DATASET EXCERPTS
============
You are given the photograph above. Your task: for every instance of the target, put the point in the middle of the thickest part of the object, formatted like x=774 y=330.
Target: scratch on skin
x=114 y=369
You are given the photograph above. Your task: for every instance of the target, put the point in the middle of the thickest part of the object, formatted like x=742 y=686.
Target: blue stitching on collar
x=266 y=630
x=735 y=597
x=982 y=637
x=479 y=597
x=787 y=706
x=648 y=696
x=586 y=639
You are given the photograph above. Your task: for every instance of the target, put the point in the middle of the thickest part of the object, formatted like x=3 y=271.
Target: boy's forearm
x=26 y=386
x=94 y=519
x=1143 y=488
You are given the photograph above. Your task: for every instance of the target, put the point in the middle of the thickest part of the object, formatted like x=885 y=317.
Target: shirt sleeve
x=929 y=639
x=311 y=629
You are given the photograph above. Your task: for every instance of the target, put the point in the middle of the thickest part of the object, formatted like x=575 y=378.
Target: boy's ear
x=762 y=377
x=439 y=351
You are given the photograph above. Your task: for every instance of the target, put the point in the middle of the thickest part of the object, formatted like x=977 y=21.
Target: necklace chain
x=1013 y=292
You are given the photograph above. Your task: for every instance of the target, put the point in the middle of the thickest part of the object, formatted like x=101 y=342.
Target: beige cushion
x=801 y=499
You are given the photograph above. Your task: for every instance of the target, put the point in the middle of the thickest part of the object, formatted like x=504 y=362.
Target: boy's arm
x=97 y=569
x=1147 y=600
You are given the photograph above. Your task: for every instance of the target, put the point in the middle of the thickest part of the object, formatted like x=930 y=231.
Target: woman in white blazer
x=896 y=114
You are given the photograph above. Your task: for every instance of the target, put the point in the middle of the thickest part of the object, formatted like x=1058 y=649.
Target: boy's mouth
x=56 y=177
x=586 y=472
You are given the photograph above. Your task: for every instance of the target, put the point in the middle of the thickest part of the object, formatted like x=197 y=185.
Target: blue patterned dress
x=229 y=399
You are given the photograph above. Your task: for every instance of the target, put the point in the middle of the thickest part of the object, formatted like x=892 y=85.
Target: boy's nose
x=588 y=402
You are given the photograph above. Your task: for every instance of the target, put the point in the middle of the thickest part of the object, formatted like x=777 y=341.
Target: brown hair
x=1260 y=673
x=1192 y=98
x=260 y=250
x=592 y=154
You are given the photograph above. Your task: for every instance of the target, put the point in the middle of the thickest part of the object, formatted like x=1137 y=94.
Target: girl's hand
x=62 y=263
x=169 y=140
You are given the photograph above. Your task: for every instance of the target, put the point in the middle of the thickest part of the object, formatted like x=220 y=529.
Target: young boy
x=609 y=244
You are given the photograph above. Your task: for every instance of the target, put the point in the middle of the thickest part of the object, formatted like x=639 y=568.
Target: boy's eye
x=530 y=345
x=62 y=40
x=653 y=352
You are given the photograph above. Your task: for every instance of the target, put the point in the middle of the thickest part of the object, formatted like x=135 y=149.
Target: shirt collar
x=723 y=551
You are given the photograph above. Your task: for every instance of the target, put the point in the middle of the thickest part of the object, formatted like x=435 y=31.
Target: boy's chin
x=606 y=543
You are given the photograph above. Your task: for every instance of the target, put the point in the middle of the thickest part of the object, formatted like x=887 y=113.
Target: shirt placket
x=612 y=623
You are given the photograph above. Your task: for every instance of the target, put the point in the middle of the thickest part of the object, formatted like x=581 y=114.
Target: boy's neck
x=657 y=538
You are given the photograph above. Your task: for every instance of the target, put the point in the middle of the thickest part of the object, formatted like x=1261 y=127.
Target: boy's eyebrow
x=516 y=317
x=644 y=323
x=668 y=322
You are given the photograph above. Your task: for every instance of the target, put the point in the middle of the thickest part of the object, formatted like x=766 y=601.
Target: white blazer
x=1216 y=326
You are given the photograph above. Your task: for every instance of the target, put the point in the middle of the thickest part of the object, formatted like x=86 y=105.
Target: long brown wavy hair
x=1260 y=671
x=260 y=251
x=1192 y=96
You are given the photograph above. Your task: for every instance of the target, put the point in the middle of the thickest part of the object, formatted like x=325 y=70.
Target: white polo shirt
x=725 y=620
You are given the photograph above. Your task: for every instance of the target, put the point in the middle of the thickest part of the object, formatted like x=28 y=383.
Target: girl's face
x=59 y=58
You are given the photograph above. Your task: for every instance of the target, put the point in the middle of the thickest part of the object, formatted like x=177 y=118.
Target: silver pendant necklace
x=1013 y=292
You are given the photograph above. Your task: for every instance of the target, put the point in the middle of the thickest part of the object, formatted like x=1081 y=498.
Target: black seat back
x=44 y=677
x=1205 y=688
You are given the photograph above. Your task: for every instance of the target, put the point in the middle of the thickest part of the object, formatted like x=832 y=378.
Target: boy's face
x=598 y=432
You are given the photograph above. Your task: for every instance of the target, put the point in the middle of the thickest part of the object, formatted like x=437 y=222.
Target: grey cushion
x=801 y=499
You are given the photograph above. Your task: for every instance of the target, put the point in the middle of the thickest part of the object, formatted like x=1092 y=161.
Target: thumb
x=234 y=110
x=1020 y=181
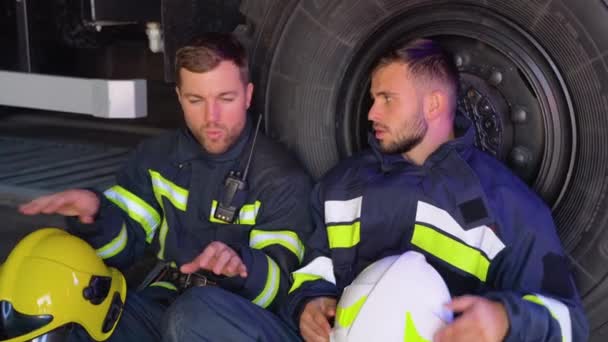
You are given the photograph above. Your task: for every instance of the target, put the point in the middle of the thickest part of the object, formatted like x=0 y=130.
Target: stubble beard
x=405 y=142
x=217 y=146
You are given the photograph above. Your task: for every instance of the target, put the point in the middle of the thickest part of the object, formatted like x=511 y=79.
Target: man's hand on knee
x=218 y=258
x=314 y=321
x=480 y=320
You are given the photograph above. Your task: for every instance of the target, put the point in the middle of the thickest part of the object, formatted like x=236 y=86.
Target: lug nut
x=520 y=156
x=519 y=115
x=496 y=78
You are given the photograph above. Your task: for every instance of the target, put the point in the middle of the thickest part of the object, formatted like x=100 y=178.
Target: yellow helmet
x=53 y=279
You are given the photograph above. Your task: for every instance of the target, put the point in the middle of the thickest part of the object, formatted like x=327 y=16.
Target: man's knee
x=191 y=311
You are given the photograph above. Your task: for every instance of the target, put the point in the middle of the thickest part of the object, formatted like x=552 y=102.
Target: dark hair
x=426 y=60
x=205 y=52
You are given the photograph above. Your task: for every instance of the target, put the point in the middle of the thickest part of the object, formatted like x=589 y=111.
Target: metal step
x=33 y=167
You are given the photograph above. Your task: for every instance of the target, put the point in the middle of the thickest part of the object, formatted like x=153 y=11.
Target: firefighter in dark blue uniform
x=214 y=201
x=425 y=187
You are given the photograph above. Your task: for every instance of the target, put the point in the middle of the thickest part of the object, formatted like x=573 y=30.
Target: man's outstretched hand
x=76 y=202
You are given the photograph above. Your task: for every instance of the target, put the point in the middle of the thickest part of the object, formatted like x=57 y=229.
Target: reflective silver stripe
x=177 y=195
x=260 y=239
x=115 y=246
x=271 y=287
x=343 y=211
x=136 y=208
x=164 y=228
x=320 y=266
x=558 y=311
x=482 y=237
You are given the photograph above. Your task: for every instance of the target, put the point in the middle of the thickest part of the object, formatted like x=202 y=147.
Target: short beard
x=218 y=147
x=404 y=143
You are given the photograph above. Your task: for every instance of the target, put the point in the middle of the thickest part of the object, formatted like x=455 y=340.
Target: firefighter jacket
x=483 y=229
x=166 y=196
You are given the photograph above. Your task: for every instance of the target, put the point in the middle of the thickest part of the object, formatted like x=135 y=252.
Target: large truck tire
x=535 y=82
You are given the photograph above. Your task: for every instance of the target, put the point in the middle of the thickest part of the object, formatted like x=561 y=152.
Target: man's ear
x=249 y=93
x=434 y=104
x=179 y=95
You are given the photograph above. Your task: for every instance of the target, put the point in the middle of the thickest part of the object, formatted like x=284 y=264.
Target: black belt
x=164 y=272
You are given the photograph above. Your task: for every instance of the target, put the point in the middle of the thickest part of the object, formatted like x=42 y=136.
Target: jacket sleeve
x=127 y=219
x=532 y=280
x=275 y=246
x=316 y=278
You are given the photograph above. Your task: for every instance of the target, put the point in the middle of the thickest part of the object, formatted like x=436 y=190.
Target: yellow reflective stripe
x=164 y=229
x=300 y=278
x=211 y=217
x=411 y=333
x=346 y=316
x=271 y=287
x=558 y=311
x=136 y=208
x=247 y=214
x=260 y=239
x=481 y=237
x=451 y=251
x=161 y=186
x=344 y=236
x=115 y=246
x=165 y=284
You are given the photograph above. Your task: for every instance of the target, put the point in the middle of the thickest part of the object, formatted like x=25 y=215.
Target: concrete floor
x=15 y=226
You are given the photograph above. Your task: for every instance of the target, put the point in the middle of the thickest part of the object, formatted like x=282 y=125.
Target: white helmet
x=398 y=298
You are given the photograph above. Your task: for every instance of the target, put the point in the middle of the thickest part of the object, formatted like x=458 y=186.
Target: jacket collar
x=465 y=138
x=188 y=148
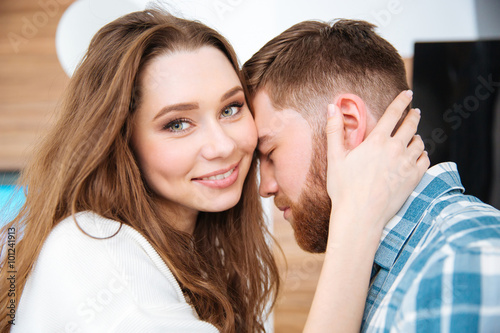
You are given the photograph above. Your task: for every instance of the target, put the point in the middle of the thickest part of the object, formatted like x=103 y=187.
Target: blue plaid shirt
x=437 y=268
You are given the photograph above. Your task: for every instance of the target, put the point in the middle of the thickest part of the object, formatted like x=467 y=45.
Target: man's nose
x=268 y=184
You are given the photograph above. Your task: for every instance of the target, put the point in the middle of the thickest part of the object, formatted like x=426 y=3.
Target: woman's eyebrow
x=176 y=107
x=231 y=92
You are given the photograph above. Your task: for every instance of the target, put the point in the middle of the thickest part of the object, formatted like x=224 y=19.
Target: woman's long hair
x=226 y=267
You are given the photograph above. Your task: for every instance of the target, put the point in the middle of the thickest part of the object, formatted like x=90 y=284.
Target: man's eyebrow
x=176 y=107
x=231 y=92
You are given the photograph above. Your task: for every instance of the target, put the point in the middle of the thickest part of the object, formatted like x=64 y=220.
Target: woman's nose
x=218 y=143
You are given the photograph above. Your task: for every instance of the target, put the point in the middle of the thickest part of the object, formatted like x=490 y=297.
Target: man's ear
x=355 y=116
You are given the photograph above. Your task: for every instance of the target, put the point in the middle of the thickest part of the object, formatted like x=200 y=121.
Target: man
x=437 y=267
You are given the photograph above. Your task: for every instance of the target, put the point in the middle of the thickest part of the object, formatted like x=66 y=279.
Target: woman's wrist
x=353 y=229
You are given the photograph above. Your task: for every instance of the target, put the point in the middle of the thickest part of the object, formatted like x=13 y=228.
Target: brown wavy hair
x=86 y=162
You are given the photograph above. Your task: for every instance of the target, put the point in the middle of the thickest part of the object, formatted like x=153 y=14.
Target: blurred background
x=451 y=50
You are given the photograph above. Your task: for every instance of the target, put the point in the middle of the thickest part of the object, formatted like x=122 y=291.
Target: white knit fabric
x=120 y=284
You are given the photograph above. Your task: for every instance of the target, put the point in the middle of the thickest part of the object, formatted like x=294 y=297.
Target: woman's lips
x=219 y=179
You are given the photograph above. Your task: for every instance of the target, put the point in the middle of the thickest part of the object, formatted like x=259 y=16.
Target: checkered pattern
x=437 y=268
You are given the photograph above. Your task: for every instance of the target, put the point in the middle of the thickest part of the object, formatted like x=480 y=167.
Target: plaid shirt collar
x=437 y=181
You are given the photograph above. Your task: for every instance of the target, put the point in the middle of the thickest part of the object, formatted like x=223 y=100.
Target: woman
x=134 y=217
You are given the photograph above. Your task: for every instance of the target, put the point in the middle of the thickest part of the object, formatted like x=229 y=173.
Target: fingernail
x=331 y=110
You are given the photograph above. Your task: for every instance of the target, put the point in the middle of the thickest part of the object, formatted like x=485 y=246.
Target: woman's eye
x=231 y=110
x=178 y=126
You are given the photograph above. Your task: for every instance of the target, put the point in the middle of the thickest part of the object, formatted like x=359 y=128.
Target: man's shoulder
x=465 y=222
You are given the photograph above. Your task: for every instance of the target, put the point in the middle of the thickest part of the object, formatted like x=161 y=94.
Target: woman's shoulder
x=92 y=281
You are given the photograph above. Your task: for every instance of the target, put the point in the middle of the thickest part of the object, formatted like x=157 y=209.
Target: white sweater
x=120 y=284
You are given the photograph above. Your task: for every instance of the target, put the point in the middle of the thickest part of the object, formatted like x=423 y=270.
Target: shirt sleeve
x=460 y=292
x=81 y=284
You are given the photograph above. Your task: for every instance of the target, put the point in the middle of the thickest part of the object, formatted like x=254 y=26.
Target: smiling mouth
x=219 y=176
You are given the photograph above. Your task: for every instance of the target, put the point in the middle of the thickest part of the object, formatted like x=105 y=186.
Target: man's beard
x=311 y=214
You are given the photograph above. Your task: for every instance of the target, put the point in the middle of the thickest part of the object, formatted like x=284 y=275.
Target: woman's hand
x=367 y=186
x=371 y=182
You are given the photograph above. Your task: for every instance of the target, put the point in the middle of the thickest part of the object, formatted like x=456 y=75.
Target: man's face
x=293 y=172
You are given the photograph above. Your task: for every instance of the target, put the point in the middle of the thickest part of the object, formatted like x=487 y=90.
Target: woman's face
x=193 y=133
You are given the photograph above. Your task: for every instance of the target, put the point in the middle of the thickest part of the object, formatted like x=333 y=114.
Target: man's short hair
x=308 y=64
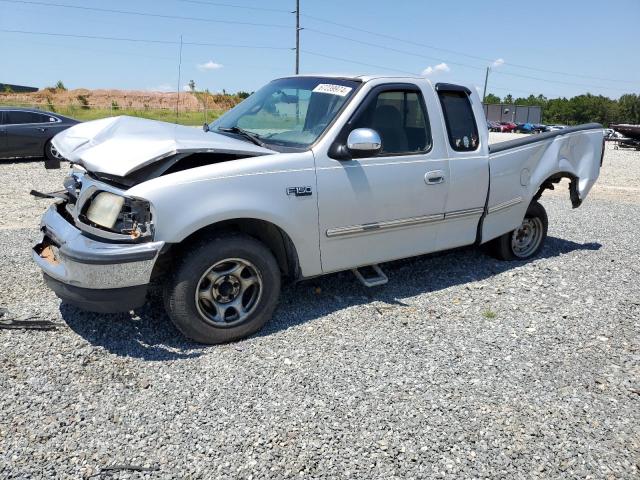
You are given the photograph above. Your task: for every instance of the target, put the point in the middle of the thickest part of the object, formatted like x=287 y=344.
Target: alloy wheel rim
x=526 y=238
x=228 y=292
x=54 y=152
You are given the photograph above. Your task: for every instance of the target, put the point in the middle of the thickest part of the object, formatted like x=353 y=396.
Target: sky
x=555 y=48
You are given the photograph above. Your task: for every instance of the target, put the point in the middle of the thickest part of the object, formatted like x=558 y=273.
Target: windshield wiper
x=252 y=137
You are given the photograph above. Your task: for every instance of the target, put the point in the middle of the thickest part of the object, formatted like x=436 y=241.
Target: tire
x=51 y=153
x=225 y=273
x=527 y=240
x=51 y=156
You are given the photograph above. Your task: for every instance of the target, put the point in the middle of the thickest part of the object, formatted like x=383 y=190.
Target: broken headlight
x=118 y=214
x=105 y=209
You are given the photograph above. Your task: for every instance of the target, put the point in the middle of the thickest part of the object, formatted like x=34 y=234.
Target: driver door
x=389 y=205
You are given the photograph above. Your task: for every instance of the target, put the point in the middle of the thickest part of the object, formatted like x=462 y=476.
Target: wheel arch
x=273 y=236
x=550 y=182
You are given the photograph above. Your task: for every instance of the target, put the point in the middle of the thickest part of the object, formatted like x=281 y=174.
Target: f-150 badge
x=299 y=191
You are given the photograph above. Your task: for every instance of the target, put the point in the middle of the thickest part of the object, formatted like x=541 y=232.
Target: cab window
x=460 y=121
x=400 y=118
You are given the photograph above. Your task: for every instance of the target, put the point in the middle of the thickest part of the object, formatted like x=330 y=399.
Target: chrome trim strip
x=504 y=205
x=470 y=212
x=378 y=226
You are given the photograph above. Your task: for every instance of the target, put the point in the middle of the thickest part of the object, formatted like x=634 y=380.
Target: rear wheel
x=51 y=153
x=223 y=290
x=525 y=241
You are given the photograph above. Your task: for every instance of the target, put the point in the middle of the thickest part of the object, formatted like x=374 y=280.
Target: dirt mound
x=122 y=98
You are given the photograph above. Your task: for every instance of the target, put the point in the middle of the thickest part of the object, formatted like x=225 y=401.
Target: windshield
x=291 y=112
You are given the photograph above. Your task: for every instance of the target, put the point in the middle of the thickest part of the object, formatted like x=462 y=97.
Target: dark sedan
x=26 y=133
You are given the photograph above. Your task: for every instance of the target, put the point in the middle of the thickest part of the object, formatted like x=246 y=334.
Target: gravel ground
x=462 y=366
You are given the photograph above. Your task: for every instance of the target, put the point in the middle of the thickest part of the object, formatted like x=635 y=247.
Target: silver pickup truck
x=309 y=175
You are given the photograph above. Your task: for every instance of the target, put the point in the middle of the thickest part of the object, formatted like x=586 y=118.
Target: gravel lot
x=460 y=367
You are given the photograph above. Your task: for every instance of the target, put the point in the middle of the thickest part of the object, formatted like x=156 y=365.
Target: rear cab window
x=459 y=118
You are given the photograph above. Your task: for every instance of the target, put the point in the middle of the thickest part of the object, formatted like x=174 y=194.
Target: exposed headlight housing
x=104 y=209
x=119 y=215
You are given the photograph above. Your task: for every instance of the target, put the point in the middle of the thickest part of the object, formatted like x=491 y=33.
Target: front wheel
x=527 y=240
x=223 y=290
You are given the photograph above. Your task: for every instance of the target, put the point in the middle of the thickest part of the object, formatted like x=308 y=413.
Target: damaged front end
x=101 y=209
x=97 y=249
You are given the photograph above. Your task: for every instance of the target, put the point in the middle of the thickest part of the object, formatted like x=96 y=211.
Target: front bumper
x=94 y=275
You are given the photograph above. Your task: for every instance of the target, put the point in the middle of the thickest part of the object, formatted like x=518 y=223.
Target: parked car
x=26 y=133
x=525 y=128
x=356 y=172
x=494 y=126
x=554 y=128
x=507 y=127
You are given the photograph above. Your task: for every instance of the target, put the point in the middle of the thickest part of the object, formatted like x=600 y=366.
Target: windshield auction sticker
x=332 y=89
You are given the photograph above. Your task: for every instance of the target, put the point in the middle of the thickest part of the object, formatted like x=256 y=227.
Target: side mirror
x=364 y=141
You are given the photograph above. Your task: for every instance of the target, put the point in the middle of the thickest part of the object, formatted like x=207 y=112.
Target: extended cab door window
x=460 y=121
x=400 y=118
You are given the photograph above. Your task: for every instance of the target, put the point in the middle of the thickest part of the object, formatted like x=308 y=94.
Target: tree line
x=580 y=109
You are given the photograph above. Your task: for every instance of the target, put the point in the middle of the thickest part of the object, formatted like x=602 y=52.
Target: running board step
x=370 y=275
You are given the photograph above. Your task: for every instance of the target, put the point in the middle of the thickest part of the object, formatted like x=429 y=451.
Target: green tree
x=491 y=98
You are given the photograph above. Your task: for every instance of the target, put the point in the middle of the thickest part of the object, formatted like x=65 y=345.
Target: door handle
x=434 y=177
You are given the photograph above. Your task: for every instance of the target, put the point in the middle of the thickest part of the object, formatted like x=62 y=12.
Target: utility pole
x=179 y=72
x=486 y=78
x=298 y=37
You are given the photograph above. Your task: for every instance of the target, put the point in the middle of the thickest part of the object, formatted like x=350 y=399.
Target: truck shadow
x=148 y=333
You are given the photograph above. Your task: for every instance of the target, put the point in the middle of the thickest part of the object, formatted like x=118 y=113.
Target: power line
x=476 y=57
x=231 y=5
x=384 y=47
x=413 y=74
x=145 y=14
x=141 y=40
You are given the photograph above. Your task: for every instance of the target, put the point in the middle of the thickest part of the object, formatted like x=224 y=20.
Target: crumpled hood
x=119 y=145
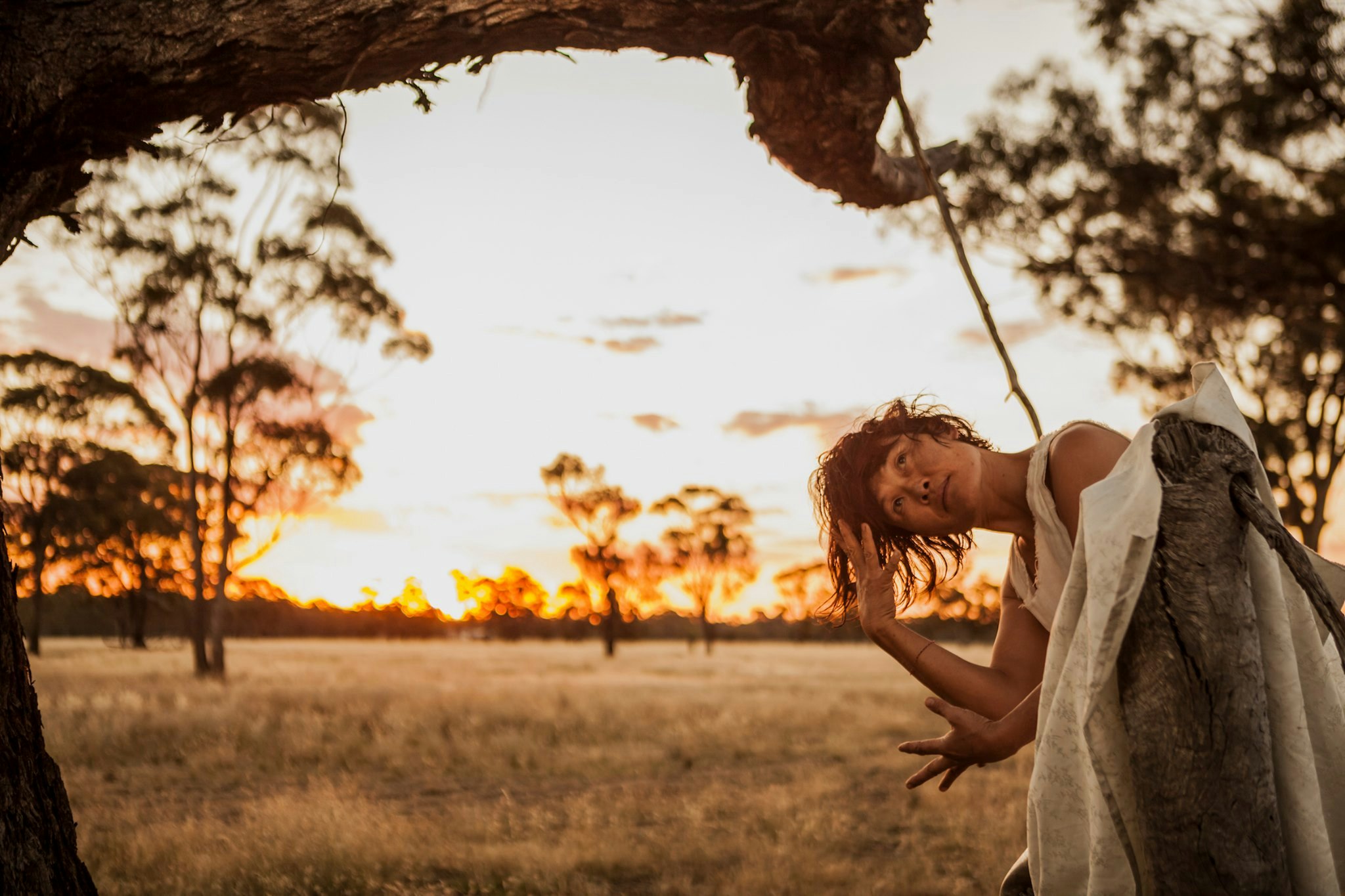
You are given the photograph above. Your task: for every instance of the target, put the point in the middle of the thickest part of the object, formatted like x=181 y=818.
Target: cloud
x=662 y=319
x=509 y=499
x=74 y=335
x=1012 y=333
x=764 y=422
x=850 y=274
x=654 y=422
x=630 y=345
x=359 y=521
x=345 y=421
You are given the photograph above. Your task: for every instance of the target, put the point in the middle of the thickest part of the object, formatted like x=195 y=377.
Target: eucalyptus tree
x=55 y=417
x=709 y=547
x=598 y=509
x=124 y=534
x=805 y=589
x=1199 y=218
x=225 y=259
x=818 y=77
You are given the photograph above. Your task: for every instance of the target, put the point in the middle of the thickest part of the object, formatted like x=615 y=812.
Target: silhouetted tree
x=709 y=547
x=127 y=539
x=598 y=511
x=503 y=605
x=57 y=417
x=215 y=288
x=803 y=589
x=1199 y=219
x=818 y=83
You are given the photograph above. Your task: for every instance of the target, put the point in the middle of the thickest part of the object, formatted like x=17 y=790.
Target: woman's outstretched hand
x=973 y=740
x=873 y=580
============
WHAT YOU HAVE TO DO
Begin with the line that has "like x=246 y=334." in the listing above and end after the line that has "like x=156 y=365."; output those lines exactly.

WRITTEN ANSWER
You are given the photograph above. Your task: for every instance of the target, put the point in the middle of the thickest part of the object, formatted like x=246 y=334.
Target: gravel ground
x=462 y=366
You are given the photograph above. Your task: for every instance of the target, put the point in the middle of the thickest part of the object, formatted like x=635 y=247.
Target: silver pickup truck
x=309 y=175
You are given the photograph above. Your task: for every instance of the target, put the point in the middle of the thickest part of the object, formatted like x=586 y=118.
Target: gravel lot
x=460 y=367
You are given the photograph above. Your task: for every instance of the target, put the point in the middle of the thickest part of the object, formatted like x=156 y=365.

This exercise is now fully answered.